### Parts of the exercise
#1 Reproduce the part of the article on Mako's COVID testing that begins with the words containing "Heather Matthews, a" and ends with "marked its growth.".
#2 Using the article on Mako's COVID testing, explain how the company's erroneous claim about immunity came about, in one to three sentences.

Arant said Mako operates seven machines that detect the presence of the COVID-19 virus, and has added eight machines that detect blood antibodies that show a subject previously had COVID.

The company's characterization of those blood testing machines became an issue last month, after the Raleigh News & Observer reported that a Mako sales representative had emailed a state official promising that the lab company was about to offer blood antibody tests that would “tell whether somebody has had the virus and developed immunity.” The newspaper said that similar claims had been made in social media posts by the company. Antibody tests have yet to be proven to demonstrate immunity. 

The News & Observer reported that Arant, Mako’s chief operating officer and co-founder, later acknowledged that the immunity claim was erroneous and said that it resulted from a mistake in word choice by a social media consultant and “an honest mistake in what is an ever-evolving understanding of COVID-19."

Heather Matthews, a public relations consultant to Mako, said in reply to written questions: "As for the 'immunity' mistake, that is on my team. As the COVID situation was evolving in May, we innocently used the term immunity in a social post instead of antibodies."

Mako has grown and transformed itself rapidly. Arant described the company as "a diagnostics partner for businesses, physicians, urgent care facilities, and hospitals around the United States." The company's roots are in conservative political circles in North Carolina. Political contributions have marked its growth.

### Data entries

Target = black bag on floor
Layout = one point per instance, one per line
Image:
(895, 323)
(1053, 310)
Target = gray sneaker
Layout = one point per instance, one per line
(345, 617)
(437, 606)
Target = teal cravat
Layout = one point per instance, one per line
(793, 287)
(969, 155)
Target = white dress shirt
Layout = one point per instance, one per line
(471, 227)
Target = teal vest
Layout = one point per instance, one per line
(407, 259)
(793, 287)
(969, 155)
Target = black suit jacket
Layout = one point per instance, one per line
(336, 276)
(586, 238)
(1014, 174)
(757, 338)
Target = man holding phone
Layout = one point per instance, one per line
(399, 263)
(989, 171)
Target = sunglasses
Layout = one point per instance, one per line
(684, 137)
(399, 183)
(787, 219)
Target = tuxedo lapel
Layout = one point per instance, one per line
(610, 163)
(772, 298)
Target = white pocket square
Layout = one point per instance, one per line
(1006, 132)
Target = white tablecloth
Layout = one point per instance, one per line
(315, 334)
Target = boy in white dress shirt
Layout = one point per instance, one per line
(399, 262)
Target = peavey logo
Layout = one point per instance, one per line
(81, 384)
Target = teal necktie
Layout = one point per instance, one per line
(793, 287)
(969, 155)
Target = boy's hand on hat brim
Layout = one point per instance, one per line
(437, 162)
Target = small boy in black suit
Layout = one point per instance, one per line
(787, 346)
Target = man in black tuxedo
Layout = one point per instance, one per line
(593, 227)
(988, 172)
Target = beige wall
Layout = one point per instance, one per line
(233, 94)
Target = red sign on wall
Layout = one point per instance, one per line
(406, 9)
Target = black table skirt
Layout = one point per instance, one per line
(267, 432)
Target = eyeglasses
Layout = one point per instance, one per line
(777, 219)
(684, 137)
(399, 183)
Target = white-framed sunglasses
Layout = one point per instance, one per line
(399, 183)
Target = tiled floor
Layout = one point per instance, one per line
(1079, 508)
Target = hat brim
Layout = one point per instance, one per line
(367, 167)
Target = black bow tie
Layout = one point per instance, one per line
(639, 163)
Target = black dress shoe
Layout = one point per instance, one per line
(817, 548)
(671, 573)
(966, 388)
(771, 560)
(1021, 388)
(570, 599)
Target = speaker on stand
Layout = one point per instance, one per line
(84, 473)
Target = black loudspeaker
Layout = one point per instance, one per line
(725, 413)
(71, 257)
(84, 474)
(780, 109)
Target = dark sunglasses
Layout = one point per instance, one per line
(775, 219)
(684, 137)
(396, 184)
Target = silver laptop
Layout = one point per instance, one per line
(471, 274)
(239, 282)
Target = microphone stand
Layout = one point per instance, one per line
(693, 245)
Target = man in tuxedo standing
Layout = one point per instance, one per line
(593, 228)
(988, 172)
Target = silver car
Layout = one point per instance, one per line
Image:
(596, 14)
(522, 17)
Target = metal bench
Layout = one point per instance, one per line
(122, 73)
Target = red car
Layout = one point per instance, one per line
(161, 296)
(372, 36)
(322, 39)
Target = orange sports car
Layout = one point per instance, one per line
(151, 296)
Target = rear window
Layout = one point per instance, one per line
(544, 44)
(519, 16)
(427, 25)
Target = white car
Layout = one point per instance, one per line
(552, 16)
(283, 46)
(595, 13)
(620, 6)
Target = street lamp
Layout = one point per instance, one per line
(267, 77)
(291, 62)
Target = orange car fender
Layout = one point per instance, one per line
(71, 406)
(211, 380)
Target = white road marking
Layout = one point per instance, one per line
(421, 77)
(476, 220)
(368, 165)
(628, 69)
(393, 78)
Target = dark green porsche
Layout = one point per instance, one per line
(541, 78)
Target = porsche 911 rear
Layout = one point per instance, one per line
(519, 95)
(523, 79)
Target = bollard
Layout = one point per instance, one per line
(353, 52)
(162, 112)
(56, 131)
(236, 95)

### Answers for the exercise
#1
Heather Matthews, a public relations consultant to Mako, said in reply to written questions: "As for the 'immunity' mistake, that is on my team. As the COVID situation was evolving in May, we innocently used the term immunity in a social post instead of antibodies."

Mako has grown and transformed itself rapidly. Arant described the company as "a diagnostics partner for businesses, physicians, urgent care facilities, and hospitals around the United States." The company's roots are in conservative political circles in North Carolina. Political contributions have marked its growth.

#2 According to the News & Observer, Arant said that the claim resulted from a social media consultant's mistake in word choice and "an honest mistake in what is an ever-evolving understanding of COVID-19." Heather Matthews said that her team, while the COVID situation was evolving in May, innocently used the term immunity instead of antibodies in a social post.